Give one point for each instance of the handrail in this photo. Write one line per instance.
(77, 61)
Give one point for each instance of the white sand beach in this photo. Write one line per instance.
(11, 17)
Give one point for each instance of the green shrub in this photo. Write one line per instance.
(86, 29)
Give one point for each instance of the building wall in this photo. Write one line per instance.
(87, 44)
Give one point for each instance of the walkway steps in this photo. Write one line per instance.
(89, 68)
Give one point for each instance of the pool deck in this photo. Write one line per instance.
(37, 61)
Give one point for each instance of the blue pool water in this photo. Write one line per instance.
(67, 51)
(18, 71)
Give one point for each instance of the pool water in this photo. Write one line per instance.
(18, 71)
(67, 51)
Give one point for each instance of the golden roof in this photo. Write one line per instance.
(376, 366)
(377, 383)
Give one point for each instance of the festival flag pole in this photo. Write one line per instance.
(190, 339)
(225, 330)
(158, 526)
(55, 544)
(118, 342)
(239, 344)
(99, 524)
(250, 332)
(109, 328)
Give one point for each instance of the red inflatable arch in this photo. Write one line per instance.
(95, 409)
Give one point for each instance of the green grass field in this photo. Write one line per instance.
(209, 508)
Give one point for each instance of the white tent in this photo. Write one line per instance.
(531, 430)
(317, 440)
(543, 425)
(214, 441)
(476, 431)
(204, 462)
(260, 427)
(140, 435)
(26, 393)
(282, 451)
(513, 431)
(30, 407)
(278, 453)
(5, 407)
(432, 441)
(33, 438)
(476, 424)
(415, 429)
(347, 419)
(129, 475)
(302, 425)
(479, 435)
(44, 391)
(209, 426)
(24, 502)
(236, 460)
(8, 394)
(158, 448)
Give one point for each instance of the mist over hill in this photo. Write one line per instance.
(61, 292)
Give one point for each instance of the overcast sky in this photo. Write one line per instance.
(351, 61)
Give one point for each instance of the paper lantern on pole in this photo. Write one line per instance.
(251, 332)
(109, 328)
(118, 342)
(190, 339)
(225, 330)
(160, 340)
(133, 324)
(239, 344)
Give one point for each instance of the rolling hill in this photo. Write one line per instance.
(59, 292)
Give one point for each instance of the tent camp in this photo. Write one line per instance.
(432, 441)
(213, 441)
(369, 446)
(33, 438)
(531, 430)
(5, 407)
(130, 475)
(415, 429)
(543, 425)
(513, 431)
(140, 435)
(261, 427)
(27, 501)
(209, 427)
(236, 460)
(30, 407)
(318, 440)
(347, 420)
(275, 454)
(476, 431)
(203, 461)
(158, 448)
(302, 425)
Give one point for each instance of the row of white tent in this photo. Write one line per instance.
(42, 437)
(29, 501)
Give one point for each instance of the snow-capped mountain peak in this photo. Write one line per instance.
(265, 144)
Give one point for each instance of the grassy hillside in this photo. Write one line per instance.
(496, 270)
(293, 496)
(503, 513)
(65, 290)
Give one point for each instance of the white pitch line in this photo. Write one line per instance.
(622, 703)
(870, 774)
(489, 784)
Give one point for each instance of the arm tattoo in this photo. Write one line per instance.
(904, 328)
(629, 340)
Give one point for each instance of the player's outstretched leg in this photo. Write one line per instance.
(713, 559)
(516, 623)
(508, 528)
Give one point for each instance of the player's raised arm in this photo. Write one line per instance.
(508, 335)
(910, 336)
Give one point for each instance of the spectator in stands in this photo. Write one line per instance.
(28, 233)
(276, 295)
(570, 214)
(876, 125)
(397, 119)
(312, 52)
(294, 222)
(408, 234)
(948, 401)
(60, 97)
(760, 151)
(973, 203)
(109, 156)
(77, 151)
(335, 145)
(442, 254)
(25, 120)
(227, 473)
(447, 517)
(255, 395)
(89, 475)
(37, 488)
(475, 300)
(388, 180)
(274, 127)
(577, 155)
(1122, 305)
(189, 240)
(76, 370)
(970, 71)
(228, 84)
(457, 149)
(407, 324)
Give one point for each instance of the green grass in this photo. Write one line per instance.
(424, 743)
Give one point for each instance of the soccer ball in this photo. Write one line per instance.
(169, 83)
# # #
» AIM OF THE EXERCISE
Copy, without any change, the part of the data above that opens with the line containing "Give one point for each instance of the tent" and closes with the last line of the data, including both of these lines.

» FINAL ANSWER
Give one point for each instance of the tent camp in this photo. Write one line per instance.
(432, 441)
(213, 441)
(369, 446)
(33, 438)
(531, 430)
(5, 407)
(130, 475)
(415, 429)
(543, 425)
(513, 431)
(140, 435)
(261, 427)
(27, 501)
(209, 427)
(236, 460)
(30, 407)
(318, 440)
(347, 420)
(275, 454)
(476, 431)
(203, 461)
(158, 448)
(302, 425)
Give one point for each instance of the row of white tent in this photo. Write one line per instance.
(42, 437)
(29, 501)
Give one point for each instance of the snow-capped mountain peak in this photo. Write one line per instance.
(265, 144)
Give one point for each instance of the grassy hillside in this photo. Write one line per instance.
(496, 270)
(293, 496)
(503, 513)
(65, 290)
Give one point for each instance of the white pitch line in this photo. Write one line per instance.
(622, 703)
(870, 774)
(489, 784)
Give one point for each instance of the arm tattoo in this photo. Write one line per instance.
(904, 328)
(629, 340)
Give one point for each instance of the player's outstretched leg in this photo. Write one line per instance.
(713, 559)
(516, 623)
(508, 528)
Give one point for each instance of the player's raised arm in this photo. Write one line per instance.
(508, 335)
(910, 336)
Give one point for each instance of the spectator in stands in this photo. Write one line per instance.
(28, 233)
(276, 295)
(570, 214)
(876, 125)
(397, 119)
(312, 52)
(294, 222)
(408, 234)
(948, 401)
(60, 97)
(760, 151)
(973, 203)
(109, 156)
(77, 151)
(335, 145)
(442, 254)
(25, 120)
(227, 473)
(447, 517)
(255, 395)
(89, 475)
(37, 488)
(475, 300)
(388, 180)
(274, 127)
(577, 155)
(1122, 305)
(189, 240)
(76, 370)
(970, 71)
(228, 84)
(457, 149)
(407, 324)
Give one point for each instance of the green grass in this photo. Write one line per instance.
(424, 743)
Give one point for each instance of the soccer ball in this photo. Write one line per instance.
(169, 83)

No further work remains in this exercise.